Written instruction:
In the entries below, reproduce verbatim the part that opens with the line containing "the black backpack?" and closes with the line containing "[0,0,861,335]", including both of those lines.

Given records:
══════════
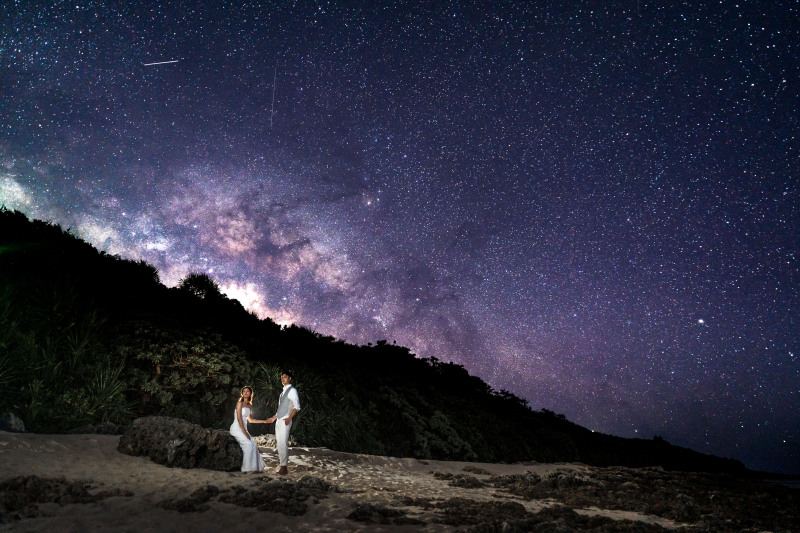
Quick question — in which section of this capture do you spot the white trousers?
[275,418,293,466]
[231,420,264,472]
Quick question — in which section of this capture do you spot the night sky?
[0,0,800,473]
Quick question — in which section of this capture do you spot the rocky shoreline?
[0,432,800,532]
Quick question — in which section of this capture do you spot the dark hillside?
[0,210,744,472]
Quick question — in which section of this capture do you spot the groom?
[267,370,300,476]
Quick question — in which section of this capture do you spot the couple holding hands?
[231,370,300,475]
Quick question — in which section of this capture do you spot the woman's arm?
[247,415,272,424]
[236,401,250,439]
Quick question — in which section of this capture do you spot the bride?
[231,386,267,474]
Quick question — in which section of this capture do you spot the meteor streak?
[142,59,180,67]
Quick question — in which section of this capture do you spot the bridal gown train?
[231,407,264,472]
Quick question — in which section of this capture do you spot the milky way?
[0,0,800,472]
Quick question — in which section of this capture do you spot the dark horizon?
[0,2,800,474]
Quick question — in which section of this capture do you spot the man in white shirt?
[267,370,300,476]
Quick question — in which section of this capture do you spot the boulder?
[117,416,242,472]
[0,413,27,433]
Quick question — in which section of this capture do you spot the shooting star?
[142,59,180,67]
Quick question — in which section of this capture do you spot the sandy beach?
[0,432,792,532]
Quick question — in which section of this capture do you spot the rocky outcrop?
[0,476,133,524]
[0,413,27,433]
[117,416,242,471]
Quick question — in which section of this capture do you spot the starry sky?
[0,0,800,473]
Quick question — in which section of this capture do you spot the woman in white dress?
[231,387,267,474]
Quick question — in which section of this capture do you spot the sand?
[0,431,681,532]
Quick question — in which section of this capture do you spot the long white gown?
[231,407,264,472]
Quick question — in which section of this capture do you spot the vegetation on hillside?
[0,209,743,471]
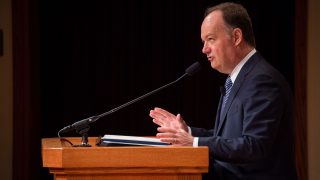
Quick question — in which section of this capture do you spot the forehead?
[201,10,225,37]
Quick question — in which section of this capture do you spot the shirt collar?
[229,48,257,83]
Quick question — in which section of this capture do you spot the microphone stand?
[58,62,201,147]
[58,73,189,147]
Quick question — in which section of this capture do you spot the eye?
[208,37,215,41]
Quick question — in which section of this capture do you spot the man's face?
[201,11,235,74]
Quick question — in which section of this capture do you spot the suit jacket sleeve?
[199,65,291,163]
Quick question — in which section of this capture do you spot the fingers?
[157,127,177,133]
[149,107,176,119]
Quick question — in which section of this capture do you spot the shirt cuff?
[192,137,199,147]
[188,126,199,147]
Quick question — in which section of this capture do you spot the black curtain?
[39,0,294,179]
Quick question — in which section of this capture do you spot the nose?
[202,43,210,54]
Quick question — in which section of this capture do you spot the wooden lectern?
[42,137,209,180]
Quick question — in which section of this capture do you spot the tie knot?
[224,76,232,90]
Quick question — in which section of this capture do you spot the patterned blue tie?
[221,76,232,111]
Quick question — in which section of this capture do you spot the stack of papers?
[100,135,170,146]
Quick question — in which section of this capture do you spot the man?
[150,3,296,180]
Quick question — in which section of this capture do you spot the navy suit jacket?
[191,52,296,180]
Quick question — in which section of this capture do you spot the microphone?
[58,62,201,137]
[220,86,226,96]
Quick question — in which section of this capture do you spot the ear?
[232,28,243,46]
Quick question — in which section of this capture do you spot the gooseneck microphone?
[58,62,201,146]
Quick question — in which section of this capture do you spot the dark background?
[38,0,295,179]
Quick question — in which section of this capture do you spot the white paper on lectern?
[101,134,170,146]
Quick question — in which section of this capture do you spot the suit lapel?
[216,52,260,135]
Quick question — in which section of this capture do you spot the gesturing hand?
[150,108,193,146]
[150,107,188,132]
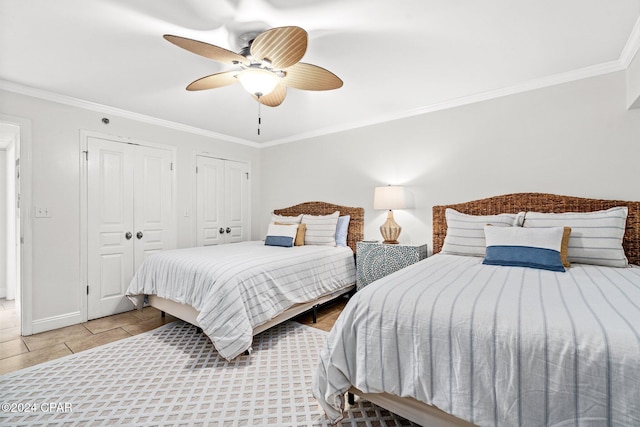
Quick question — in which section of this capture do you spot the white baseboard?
[32,311,82,334]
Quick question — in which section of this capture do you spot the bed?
[313,193,640,427]
[127,202,364,360]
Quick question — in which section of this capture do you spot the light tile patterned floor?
[0,299,347,375]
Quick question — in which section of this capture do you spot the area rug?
[0,321,412,427]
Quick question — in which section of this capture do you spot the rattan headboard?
[273,202,364,253]
[433,193,640,264]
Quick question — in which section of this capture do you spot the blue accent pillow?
[482,225,565,272]
[336,215,351,246]
[264,223,298,248]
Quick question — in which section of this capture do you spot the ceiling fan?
[163,26,342,107]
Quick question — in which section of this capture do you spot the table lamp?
[373,185,407,244]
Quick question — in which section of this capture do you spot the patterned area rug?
[0,322,412,427]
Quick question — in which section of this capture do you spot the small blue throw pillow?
[482,226,565,272]
[264,223,298,248]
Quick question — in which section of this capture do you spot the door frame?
[78,129,178,322]
[0,114,33,335]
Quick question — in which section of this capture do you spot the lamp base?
[380,210,402,245]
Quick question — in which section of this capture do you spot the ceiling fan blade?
[281,62,342,90]
[163,34,248,65]
[253,85,287,107]
[187,71,238,90]
[250,27,307,69]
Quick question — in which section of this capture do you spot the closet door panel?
[87,138,134,319]
[224,161,249,243]
[133,146,175,269]
[196,156,226,246]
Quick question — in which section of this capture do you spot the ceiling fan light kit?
[164,26,343,107]
[236,68,280,98]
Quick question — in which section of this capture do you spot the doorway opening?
[0,121,22,332]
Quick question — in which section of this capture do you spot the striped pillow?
[518,206,629,267]
[302,211,340,246]
[442,208,516,256]
[482,226,565,272]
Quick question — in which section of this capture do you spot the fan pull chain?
[256,94,262,135]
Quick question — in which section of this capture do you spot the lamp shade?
[373,185,407,209]
[237,68,278,96]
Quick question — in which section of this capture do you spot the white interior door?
[196,156,225,246]
[133,146,176,270]
[87,137,136,319]
[87,136,176,319]
[224,161,249,243]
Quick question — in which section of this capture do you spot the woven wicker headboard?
[433,193,640,264]
[273,202,364,253]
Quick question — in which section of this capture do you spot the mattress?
[127,241,355,359]
[313,254,640,426]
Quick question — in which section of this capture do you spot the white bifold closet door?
[87,137,175,319]
[196,155,249,246]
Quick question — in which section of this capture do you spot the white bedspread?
[313,255,640,426]
[127,241,355,359]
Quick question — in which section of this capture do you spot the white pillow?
[271,212,302,224]
[518,206,629,267]
[442,208,517,256]
[302,211,340,246]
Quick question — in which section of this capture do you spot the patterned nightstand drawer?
[356,242,427,290]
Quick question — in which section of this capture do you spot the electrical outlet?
[35,206,51,218]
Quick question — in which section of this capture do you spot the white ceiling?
[0,0,640,145]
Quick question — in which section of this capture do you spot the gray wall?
[260,71,640,244]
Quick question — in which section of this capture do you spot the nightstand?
[356,241,427,291]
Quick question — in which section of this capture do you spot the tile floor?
[0,298,347,375]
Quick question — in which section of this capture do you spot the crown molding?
[260,60,626,147]
[620,17,640,69]
[0,53,640,148]
[0,80,261,148]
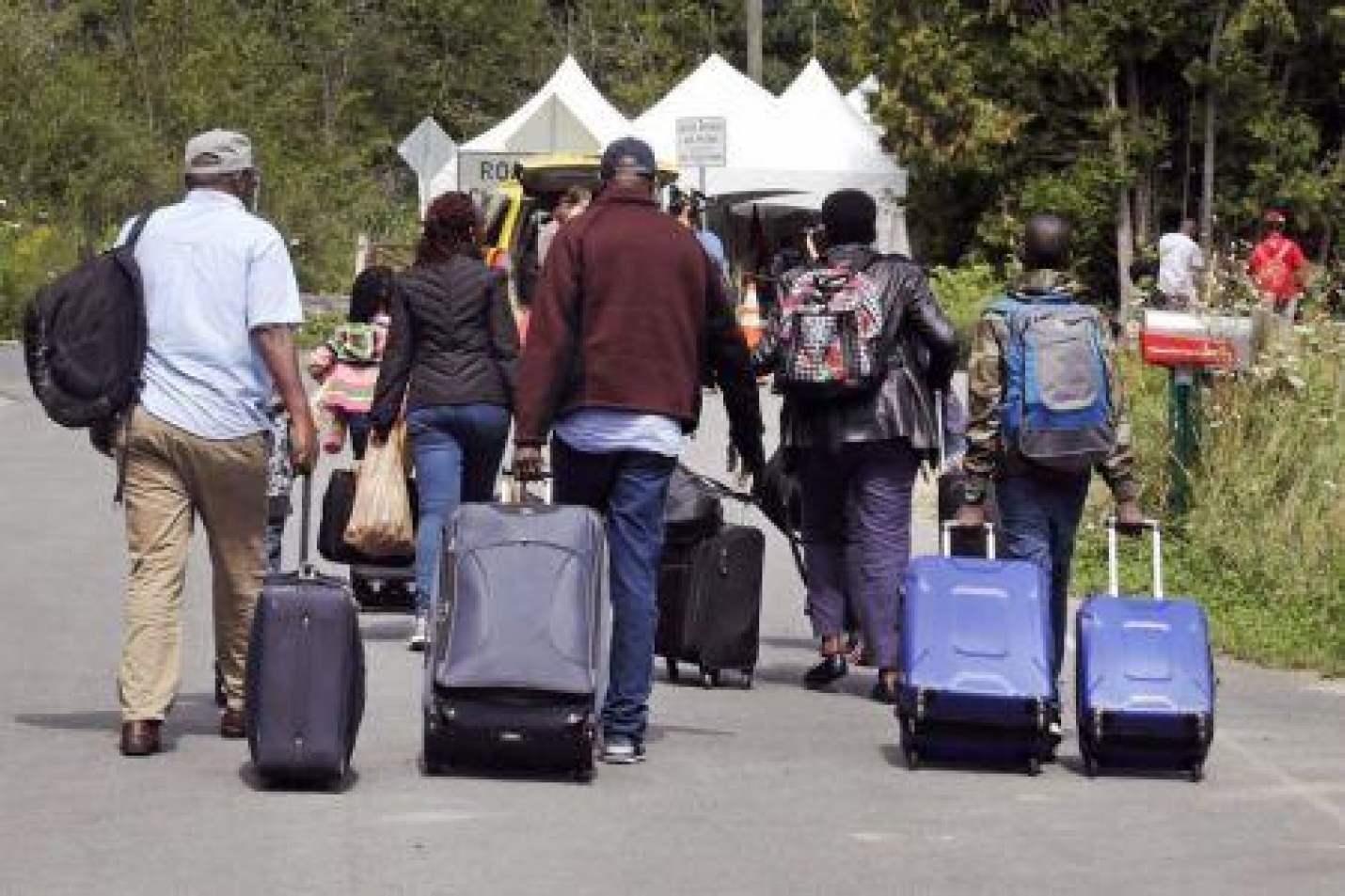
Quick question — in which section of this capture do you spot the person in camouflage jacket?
[957,215,1144,694]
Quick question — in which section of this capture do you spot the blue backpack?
[989,293,1116,474]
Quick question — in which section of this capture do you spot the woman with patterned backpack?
[754,190,957,703]
[308,266,393,460]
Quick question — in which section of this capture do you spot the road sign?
[457,152,534,194]
[676,116,729,168]
[397,116,457,181]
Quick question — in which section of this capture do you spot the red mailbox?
[1139,311,1252,369]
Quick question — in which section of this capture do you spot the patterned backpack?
[767,258,888,401]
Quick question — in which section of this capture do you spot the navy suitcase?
[246,477,365,786]
[897,525,1057,774]
[423,492,609,780]
[1076,521,1216,780]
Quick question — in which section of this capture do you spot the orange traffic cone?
[738,280,766,349]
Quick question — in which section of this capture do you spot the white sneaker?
[603,736,644,765]
[406,616,429,653]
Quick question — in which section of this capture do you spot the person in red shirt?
[1247,210,1307,321]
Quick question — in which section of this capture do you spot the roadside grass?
[1075,319,1345,675]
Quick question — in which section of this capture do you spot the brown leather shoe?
[121,718,163,756]
[219,709,247,740]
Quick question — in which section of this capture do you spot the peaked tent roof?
[634,53,779,175]
[461,56,629,153]
[845,74,882,124]
[429,56,631,195]
[780,59,901,178]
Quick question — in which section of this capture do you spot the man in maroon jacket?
[514,137,766,764]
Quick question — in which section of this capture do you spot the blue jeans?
[799,441,920,670]
[995,475,1091,680]
[346,415,370,460]
[406,405,510,614]
[551,438,676,741]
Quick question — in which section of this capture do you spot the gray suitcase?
[246,477,365,786]
[423,492,609,780]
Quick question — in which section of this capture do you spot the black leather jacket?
[780,244,957,453]
[370,248,519,429]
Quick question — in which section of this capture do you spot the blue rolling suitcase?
[1076,521,1216,780]
[897,524,1057,775]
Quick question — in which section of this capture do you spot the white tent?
[845,74,882,124]
[461,56,631,155]
[634,54,779,184]
[767,59,910,252]
[432,56,631,195]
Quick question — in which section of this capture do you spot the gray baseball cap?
[184,131,256,175]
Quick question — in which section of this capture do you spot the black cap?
[600,137,657,181]
[822,190,878,246]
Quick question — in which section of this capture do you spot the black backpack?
[23,212,150,430]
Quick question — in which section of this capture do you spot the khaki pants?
[119,409,266,721]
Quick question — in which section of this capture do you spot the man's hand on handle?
[289,415,317,474]
[1116,497,1145,536]
[514,446,545,483]
[957,505,986,528]
[253,324,317,474]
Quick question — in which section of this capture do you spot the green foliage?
[1075,321,1345,674]
[855,0,1345,286]
[929,262,1005,358]
[0,207,74,337]
[0,0,861,335]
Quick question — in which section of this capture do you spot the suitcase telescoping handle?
[939,519,995,559]
[500,467,556,505]
[933,389,948,471]
[1107,516,1166,600]
[298,471,317,578]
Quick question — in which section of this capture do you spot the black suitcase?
[317,469,419,564]
[350,564,416,614]
[423,492,609,780]
[655,526,766,687]
[246,477,365,786]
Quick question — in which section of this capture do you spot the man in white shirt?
[119,131,317,756]
[1158,218,1205,308]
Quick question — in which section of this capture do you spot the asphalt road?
[0,342,1345,896]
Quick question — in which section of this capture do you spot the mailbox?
[1139,309,1252,370]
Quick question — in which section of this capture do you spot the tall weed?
[1076,318,1345,674]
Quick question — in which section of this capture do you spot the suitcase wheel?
[897,715,920,771]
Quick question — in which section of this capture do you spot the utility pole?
[744,0,761,84]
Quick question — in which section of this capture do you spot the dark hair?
[1022,212,1073,271]
[416,193,481,265]
[822,190,878,246]
[346,265,393,322]
[669,185,704,228]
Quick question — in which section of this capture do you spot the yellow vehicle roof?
[518,153,678,193]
══════════
Solution for this exercise:
Quick question — in which section of this capture do you spot the black backpack?
[23,212,150,430]
Quick question — in which section of this capture do you spot the khaki pants?
[119,409,266,721]
Quick question — in which section of this capture do you spot the man's hand on handle?
[289,415,317,474]
[1116,497,1145,536]
[514,446,545,483]
[957,505,986,528]
[253,324,317,474]
Quick question — in which section of this capture do you spot the green foliage?
[1075,321,1345,674]
[855,0,1345,286]
[929,262,1005,358]
[0,207,74,337]
[0,0,861,335]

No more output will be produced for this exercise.